## Problem set
• a. Transcribe the RNA structures text between "The Ornate Large" and "in ribosome nomenclature.", inclusive.
• b. Answer these questions from the RNA structures text:
(i) What is the title of the preprint paper?
(ii) How many identical pieces of RNA make up the OLE RNA, and at how many sites do they connect?
(iii) What name is given to the intermolecular interactions that weld the pipes together, and whose nomenclature does it follow?
[[ Text passage, beginning ]]
Rachael Kretsch has published an astonishing new preprint paper titled Naturally ornate RNA-only complexes revealed by cryo-EM where she reveals the 3D structure of three large RNA-only molecules. I’m blown away by what she found. All three are much more ordered and symmetrical than I’ve seen in other RNA structures.
I’ll present all three individually for players to view and perhaps use for inspiration in our current 240mer design lab project.
The Ornate Large Extremophilic (OLE) RNA consists of two identical pieces of RNA that connect at three sites.
Our OLE dimer map shows that it is organized as a series of parallel A-form helices, like a bundle of pipes. The exterior ends of these pipes from each chain are interconnected into a five-way junction…
An unusual but highly conserved symmetric interaction comprised of four A-A base pairs between two chains (L4, Fig. 1D), intermolecular base-pairing and stacking interactions connecting L5, L6, and L7 (Fig. 1E), and a kissing loop (L9.3, Fig. 1F) ‘weld’ the pipes together in the middle of the complex. Hereafter we denote these intermolecular interactions ‘bridges’ B1-B3, as used in ribosome nomenclature.
[[ Text passage, end ]]
[[ Raw data, beginning ]]
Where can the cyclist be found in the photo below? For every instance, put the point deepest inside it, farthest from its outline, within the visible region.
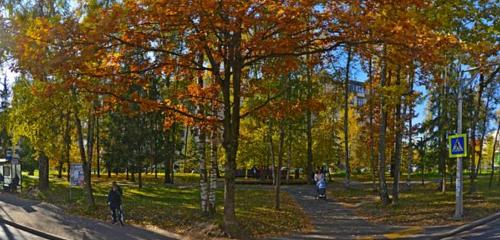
(115, 201)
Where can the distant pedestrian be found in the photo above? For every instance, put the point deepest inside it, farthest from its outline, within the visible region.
(114, 200)
(319, 176)
(14, 183)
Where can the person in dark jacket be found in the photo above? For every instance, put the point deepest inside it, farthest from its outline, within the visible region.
(14, 183)
(114, 200)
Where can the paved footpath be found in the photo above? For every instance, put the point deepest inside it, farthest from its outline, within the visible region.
(50, 219)
(331, 220)
(10, 233)
(487, 231)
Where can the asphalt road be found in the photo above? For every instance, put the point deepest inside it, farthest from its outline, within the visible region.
(8, 232)
(488, 231)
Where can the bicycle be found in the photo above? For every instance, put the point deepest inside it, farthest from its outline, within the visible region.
(121, 215)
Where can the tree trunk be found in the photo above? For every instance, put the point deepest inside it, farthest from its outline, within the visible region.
(372, 138)
(168, 179)
(289, 155)
(493, 156)
(43, 171)
(483, 135)
(384, 196)
(213, 173)
(140, 175)
(201, 154)
(280, 164)
(309, 168)
(410, 130)
(59, 166)
(271, 152)
(86, 172)
(397, 151)
(98, 147)
(346, 121)
(90, 141)
(442, 116)
(472, 176)
(186, 136)
(173, 154)
(132, 173)
(67, 142)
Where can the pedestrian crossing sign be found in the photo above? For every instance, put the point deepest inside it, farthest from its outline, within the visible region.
(458, 145)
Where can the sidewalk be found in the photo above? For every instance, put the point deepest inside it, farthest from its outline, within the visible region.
(331, 220)
(50, 219)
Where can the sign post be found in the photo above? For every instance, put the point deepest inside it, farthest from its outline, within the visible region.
(76, 176)
(458, 149)
(458, 145)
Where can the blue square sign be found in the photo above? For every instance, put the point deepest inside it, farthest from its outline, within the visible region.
(458, 145)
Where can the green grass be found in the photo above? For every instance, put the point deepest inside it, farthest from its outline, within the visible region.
(174, 207)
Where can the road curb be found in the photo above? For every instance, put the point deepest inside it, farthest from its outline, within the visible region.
(457, 230)
(31, 230)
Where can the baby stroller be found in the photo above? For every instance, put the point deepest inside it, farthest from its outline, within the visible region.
(321, 189)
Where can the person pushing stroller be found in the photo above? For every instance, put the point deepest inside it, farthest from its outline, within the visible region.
(319, 179)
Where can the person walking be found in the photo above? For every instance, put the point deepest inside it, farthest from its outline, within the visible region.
(115, 201)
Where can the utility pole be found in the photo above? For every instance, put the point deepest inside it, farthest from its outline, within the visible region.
(459, 203)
[[ Raw data, end ]]
## Solved problems
• a.
The Ornate Large Extremophilic (OLE) RNA consists of two identical pieces of RNA that connect at three sites.
Our OLE dimer map shows that it is organized as a series of parallel A-form helices, like a bundle of pipes. The exterior ends of these pipes from each chain are interconnected into a five-way junction…
An unusual but highly conserved symmetric interaction comprised of four A-A base pairs between two chains (L4, Fig. 1D), intermolecular base-pairing and stacking interactions connecting L5, L6, and L7 (Fig. 1E), and a kissing loop (L9.3, Fig. 1F) ‘weld’ the pipes together in the middle of the complex. Hereafter we denote these intermolecular interactions ‘bridges’ B1-B3, as used in ribosome nomenclature.

• b.
(i) Naturally ornate RNA-only complexes revealed by cryo-EM
(ii) Two identical pieces, connecting at three sites
(iii) "Bridges" B1-B3, as used in ribosome nomenclature